Start of RECORDS FOR PROCESSING
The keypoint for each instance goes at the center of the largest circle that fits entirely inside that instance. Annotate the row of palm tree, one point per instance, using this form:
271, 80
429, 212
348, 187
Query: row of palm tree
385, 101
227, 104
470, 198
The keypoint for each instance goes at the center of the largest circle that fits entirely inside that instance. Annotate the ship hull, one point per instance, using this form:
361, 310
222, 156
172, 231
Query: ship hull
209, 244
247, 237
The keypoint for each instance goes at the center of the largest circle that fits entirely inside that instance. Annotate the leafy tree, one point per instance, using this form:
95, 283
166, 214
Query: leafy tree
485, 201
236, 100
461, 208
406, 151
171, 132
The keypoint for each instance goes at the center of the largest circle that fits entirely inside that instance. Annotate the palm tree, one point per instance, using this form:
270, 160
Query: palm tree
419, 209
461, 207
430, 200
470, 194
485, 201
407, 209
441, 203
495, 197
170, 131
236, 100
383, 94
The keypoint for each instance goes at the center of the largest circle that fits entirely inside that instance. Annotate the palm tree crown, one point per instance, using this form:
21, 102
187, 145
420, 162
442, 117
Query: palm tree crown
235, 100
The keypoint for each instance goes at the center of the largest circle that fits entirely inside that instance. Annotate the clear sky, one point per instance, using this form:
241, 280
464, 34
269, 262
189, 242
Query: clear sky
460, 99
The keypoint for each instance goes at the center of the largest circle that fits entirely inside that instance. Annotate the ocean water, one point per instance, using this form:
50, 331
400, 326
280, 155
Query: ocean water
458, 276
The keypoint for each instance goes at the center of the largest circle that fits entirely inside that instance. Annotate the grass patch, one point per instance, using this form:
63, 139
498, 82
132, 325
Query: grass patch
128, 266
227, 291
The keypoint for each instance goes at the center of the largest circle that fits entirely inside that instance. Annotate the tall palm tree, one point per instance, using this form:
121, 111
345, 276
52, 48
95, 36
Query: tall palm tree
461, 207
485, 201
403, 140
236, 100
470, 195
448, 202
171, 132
End of RECORDS FOR PROCESSING
** WHAT THE EXERCISE ASKS **
Your response must contain the complete listing, copied without deviation.

** SOLUTION TO THE PROBLEM **
The keypoint for each instance goes at the center of the largest circle that fits entirely inside that instance. Annotate the row of palm tree, one point per instance, using this form:
271, 80
429, 212
348, 187
Query: row of palm tree
385, 101
227, 104
470, 198
The keypoint for each instance goes at the center of the largest circle that fits entirely inside that instance. Annotate the ship hull, one point per instance, using this form:
361, 310
222, 156
172, 231
Query: ship hull
209, 244
247, 237
The keypoint for each instance goes at the center of the largest circle that fits entirely inside that instance. Annotate the leafy tree, one point per instance, using this form:
95, 283
166, 214
Query: leafy tree
485, 201
236, 100
461, 208
406, 151
171, 132
The keypoint for each instance goes at the center of the largest circle that fits entirely inside that instance. Annotate the palm tree, one point per instance, using this form:
270, 160
Query: palm tree
419, 209
461, 207
430, 200
470, 194
485, 201
407, 209
441, 203
495, 197
170, 131
236, 100
383, 94
The keypoint for each instance goes at the center of the largest circle that fits entirely inside that instance. Annotate the palm tree crown, one point per instance, using this form:
21, 102
187, 145
420, 162
442, 117
Query: palm tree crown
235, 100
The keypoint for each instance goes at the center of the largest circle that fits entirely inside that instance. Annotate the clear sky, one point per instance, using this form:
241, 280
464, 34
269, 262
189, 242
Query: clear sky
460, 99
The keypoint for each instance goes at the center of the largest circle that fits entirely inside that instance. Annotate the ocean water, one point per instance, using this form:
50, 331
400, 326
280, 155
Query: ocean water
458, 276
The keypoint for each instance goes at the center of the largest circle that fits entirely inside that instance. Annotate the grass patch, one point per instance, using this form:
63, 139
498, 82
132, 325
Query: grass patch
128, 266
227, 291
The keypoint for each instance goes at the center of the largest circle that fits entirely inside that instance. Annotate the tall palm tree, one point per instance, using this form:
121, 111
345, 276
52, 48
95, 36
Query: tall palm tree
461, 207
485, 201
403, 140
236, 100
470, 195
448, 202
171, 132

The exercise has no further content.